**Records shown**
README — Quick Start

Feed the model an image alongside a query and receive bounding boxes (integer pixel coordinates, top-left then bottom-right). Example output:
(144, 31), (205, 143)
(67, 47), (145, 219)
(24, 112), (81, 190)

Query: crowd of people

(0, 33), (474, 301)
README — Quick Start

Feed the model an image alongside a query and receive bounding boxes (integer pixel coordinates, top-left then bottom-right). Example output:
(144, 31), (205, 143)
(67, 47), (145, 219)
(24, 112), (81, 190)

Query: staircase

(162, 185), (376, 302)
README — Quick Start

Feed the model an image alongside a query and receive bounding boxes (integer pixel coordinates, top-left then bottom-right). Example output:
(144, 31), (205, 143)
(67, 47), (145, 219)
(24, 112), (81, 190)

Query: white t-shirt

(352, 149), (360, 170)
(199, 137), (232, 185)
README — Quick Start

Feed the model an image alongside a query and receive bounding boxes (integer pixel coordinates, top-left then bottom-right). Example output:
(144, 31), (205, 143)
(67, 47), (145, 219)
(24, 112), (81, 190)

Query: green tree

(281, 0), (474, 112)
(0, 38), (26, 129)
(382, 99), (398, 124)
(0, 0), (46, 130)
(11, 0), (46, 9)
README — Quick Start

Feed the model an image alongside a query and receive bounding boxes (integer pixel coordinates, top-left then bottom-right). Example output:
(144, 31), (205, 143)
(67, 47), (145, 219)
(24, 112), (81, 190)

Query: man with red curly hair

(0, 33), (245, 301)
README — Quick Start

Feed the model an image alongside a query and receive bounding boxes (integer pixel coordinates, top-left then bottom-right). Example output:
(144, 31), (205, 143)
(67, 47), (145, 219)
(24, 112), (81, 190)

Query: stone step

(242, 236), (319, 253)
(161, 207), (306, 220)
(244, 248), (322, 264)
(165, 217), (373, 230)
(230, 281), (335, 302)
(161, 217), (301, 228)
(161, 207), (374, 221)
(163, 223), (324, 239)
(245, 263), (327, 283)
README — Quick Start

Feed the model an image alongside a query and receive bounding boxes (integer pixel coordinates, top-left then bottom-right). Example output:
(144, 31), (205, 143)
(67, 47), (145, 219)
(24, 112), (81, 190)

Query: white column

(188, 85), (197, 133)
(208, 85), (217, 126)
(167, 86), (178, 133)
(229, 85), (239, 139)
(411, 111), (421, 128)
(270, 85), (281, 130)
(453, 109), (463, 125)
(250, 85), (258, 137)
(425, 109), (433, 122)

**Problem statement**
Print every entry above verbatim, from the first README heading through the last coordinate line.

**Solution for this exercise**
README — Quick Start

Feed the model an image alongside a query and receive bounding boxes (integer pixel coordinates, top-left then bottom-right). Example output:
(144, 31), (205, 143)
(67, 47), (145, 219)
(24, 112), (81, 190)

Query: crowd of people

(0, 33), (474, 301)
README — Quick Start

Feed the model an image alongside a query and receive bounding boxes (integer pixel coordinates, top-left then bottom-right). Example output:
(144, 31), (205, 143)
(67, 47), (145, 219)
(24, 112), (81, 190)

Query: staircase

(162, 185), (376, 302)
README — Quick Start

Feed the model an image alongside a query and receive bounding boxes (integer pixel coordinates, top-left then bottom-right). Example output:
(144, 31), (205, 143)
(67, 47), (145, 219)
(24, 112), (81, 190)

Query: white t-shirt

(352, 149), (360, 170)
(199, 137), (232, 185)
README — Quick Start

Feed the model an image alongside a query and receive bounding boxes (integer pixel coordinates, top-left then bottom-right). Example output:
(144, 31), (205, 143)
(67, 47), (145, 219)
(24, 112), (81, 190)

Query: green tree

(281, 0), (474, 112)
(0, 38), (26, 129)
(382, 99), (398, 124)
(0, 0), (46, 130)
(11, 0), (46, 9)
README — Quick Start

Feed the model an image alongside a query and receive bounding boxes (integer pixel coordinates, top-left then bottom-right). Example output:
(144, 31), (205, 143)
(67, 47), (145, 219)
(24, 112), (81, 190)

Query: man with red curly hair

(0, 33), (245, 301)
README — Quick Start

Feed the model an image alongside a query and receive bounding boxes (integer pixel coordinates, top-left then bottom-right). Example output:
(144, 31), (205, 143)
(67, 47), (145, 219)
(24, 112), (81, 190)

Query: stone step

(242, 236), (319, 253)
(161, 207), (306, 220)
(244, 248), (322, 264)
(165, 217), (373, 230)
(230, 281), (335, 302)
(161, 217), (301, 228)
(161, 207), (374, 221)
(163, 223), (324, 239)
(245, 263), (327, 283)
README — Quick Start

Feed the model an image alongside a query and receive bounding boxes (integer pixel coordinates, top-left then bottom-right). Example output:
(144, 31), (205, 143)
(67, 47), (145, 219)
(24, 112), (81, 190)

Query: white column

(188, 85), (197, 133)
(208, 85), (217, 126)
(167, 86), (178, 133)
(229, 85), (239, 139)
(411, 111), (421, 128)
(270, 85), (281, 130)
(453, 109), (463, 125)
(250, 85), (258, 137)
(425, 109), (433, 122)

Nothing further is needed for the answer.